Stored records:
⟨
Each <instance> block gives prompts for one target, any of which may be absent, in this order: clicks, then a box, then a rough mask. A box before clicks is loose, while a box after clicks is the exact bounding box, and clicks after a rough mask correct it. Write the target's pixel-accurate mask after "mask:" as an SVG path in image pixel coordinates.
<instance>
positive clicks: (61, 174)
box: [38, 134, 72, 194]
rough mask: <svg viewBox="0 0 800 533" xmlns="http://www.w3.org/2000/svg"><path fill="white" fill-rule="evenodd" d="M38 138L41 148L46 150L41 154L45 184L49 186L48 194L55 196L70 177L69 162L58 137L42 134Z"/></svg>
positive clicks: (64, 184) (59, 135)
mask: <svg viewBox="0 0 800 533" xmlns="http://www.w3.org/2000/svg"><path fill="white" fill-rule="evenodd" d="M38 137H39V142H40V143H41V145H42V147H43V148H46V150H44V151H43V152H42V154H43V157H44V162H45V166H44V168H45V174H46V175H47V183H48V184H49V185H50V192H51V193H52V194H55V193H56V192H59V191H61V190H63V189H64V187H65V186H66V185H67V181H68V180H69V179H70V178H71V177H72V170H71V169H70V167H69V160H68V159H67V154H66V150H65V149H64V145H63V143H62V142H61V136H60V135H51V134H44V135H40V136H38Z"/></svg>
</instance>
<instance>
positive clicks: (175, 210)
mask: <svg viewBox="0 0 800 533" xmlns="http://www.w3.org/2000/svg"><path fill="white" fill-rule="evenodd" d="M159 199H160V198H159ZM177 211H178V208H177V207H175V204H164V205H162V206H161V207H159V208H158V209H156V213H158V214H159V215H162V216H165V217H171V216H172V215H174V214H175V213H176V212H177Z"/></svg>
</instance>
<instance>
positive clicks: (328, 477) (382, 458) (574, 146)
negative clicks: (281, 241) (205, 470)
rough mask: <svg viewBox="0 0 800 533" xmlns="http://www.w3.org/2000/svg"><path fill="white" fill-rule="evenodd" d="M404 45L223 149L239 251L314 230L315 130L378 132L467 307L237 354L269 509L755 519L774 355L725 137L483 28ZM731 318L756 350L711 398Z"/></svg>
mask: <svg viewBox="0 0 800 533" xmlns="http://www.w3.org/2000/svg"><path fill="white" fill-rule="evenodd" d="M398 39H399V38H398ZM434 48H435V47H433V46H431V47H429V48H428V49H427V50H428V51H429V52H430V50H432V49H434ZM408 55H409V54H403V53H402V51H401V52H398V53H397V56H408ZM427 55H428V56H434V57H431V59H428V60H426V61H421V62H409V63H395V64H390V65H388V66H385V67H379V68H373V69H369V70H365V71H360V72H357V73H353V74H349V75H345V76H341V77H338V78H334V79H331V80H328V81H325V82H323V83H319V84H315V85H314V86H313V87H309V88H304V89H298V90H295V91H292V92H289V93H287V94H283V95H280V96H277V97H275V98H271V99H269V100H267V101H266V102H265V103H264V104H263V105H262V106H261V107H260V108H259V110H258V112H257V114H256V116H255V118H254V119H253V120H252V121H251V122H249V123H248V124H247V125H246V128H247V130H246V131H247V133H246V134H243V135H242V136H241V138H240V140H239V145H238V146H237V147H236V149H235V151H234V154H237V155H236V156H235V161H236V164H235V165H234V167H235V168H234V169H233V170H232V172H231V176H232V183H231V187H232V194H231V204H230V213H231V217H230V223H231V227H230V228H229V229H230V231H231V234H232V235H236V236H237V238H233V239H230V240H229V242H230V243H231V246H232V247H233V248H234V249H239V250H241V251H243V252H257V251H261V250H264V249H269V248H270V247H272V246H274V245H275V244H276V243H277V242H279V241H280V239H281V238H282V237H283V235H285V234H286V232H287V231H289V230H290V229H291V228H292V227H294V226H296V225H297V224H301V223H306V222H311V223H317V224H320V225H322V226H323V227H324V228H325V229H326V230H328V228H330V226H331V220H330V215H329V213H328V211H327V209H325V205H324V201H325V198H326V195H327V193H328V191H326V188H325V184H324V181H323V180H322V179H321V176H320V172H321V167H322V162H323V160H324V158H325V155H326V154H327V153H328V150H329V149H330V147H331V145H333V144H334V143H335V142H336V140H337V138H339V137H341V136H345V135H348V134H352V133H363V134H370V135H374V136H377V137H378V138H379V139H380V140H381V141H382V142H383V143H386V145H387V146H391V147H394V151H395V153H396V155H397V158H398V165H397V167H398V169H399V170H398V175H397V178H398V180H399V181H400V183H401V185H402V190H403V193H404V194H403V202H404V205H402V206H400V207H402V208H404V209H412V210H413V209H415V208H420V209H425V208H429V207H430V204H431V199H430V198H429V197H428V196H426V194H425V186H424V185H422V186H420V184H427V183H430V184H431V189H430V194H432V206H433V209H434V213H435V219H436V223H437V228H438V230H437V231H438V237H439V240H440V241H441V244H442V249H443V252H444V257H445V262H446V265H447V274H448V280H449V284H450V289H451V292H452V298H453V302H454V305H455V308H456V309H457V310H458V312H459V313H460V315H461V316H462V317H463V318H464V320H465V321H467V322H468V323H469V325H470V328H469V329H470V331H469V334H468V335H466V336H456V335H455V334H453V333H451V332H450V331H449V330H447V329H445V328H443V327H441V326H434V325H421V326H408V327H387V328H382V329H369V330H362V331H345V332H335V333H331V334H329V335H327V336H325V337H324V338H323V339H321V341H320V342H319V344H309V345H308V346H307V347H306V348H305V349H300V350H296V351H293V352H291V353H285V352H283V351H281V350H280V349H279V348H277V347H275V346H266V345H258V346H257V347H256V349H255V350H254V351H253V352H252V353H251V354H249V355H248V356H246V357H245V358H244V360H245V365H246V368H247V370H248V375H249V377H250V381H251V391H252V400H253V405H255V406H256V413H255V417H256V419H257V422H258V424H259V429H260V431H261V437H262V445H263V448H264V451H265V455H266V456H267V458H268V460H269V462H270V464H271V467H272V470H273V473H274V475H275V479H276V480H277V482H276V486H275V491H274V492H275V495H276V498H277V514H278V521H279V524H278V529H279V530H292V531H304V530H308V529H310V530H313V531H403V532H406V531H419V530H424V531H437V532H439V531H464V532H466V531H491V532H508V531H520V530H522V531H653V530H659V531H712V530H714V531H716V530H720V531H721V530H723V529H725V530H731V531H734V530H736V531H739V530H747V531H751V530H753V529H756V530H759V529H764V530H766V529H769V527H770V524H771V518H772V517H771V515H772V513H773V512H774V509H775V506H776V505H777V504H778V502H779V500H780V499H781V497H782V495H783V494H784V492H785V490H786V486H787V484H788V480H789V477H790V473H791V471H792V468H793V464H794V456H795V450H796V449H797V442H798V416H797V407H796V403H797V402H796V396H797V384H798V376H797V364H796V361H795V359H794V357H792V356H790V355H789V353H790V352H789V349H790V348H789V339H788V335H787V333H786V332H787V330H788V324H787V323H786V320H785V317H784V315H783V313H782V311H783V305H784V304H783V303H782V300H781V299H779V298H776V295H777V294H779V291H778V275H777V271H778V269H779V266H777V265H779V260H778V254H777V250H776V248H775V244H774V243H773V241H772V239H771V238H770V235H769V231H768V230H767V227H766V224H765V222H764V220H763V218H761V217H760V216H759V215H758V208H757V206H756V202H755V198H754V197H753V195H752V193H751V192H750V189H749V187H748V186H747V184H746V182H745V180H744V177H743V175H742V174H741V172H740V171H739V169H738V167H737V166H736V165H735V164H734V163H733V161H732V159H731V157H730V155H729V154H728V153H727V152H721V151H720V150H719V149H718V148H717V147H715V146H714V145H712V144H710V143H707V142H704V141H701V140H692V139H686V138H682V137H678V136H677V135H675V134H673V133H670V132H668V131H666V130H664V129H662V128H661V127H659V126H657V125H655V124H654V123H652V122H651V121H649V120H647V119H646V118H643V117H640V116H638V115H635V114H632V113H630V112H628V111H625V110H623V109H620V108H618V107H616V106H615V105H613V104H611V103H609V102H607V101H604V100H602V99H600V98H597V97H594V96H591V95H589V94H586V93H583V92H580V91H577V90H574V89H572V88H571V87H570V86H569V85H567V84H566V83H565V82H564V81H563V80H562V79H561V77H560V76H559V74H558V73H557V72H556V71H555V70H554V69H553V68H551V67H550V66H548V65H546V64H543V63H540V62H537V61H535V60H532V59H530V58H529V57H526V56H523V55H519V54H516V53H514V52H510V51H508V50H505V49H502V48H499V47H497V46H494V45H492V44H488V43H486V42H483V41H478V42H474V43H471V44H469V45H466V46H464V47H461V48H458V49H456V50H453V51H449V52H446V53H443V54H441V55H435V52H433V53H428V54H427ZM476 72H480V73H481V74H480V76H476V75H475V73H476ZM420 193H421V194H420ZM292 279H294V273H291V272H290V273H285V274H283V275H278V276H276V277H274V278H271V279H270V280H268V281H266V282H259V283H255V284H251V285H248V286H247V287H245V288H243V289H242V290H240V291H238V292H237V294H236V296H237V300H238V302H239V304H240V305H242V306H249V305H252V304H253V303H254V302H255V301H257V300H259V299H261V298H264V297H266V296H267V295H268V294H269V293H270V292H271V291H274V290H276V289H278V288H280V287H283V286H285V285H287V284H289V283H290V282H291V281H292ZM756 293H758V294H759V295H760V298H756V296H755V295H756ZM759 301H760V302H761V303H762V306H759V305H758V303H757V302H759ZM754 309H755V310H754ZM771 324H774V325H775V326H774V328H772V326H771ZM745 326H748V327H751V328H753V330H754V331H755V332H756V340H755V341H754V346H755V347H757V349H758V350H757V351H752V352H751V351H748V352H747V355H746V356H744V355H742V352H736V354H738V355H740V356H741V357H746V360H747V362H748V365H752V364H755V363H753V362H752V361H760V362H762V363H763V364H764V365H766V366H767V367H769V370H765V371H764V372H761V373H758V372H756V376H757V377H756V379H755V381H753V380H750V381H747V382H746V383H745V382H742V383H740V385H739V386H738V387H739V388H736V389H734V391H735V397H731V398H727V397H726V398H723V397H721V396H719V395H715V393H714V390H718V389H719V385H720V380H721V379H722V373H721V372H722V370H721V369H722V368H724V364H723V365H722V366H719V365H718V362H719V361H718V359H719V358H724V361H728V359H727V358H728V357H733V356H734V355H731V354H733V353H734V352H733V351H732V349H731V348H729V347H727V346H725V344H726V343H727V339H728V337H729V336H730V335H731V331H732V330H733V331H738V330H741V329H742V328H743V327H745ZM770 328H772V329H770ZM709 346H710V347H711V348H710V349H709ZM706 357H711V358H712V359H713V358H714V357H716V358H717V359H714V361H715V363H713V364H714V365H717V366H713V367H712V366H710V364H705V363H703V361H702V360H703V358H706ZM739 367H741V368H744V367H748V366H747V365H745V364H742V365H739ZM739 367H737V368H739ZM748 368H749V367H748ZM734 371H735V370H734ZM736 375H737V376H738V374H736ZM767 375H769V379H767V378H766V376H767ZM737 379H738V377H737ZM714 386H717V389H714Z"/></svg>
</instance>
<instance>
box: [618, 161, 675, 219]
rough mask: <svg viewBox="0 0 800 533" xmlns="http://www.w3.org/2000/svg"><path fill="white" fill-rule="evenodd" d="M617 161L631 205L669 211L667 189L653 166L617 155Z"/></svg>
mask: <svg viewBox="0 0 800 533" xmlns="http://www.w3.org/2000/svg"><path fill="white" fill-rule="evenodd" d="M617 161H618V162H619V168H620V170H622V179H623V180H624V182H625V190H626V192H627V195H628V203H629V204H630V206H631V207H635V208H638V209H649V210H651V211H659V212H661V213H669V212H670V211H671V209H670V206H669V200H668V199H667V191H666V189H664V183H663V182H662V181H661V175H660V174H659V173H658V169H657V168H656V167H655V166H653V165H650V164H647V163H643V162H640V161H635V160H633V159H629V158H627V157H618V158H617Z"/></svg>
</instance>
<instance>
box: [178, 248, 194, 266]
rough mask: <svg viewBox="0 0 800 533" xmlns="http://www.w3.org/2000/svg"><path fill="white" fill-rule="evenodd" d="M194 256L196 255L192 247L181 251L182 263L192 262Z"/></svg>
⟩
YOUR GOAL: Format the lines from the one containing "138L41 148L46 150L41" through the one containing "positive clicks: (64, 184) (59, 135)", both included, as a Markdown table with the columns Row and Line, skipping any blank lines. Include only those lines.

RESULT BELOW:
| Row | Line |
|---|---|
| 1 | rough mask: <svg viewBox="0 0 800 533" xmlns="http://www.w3.org/2000/svg"><path fill="white" fill-rule="evenodd" d="M38 138L41 148L46 150L41 154L45 184L49 186L48 194L55 196L70 177L69 162L58 137L42 134Z"/></svg> |
| 2 | positive clicks: (64, 184) (59, 135) |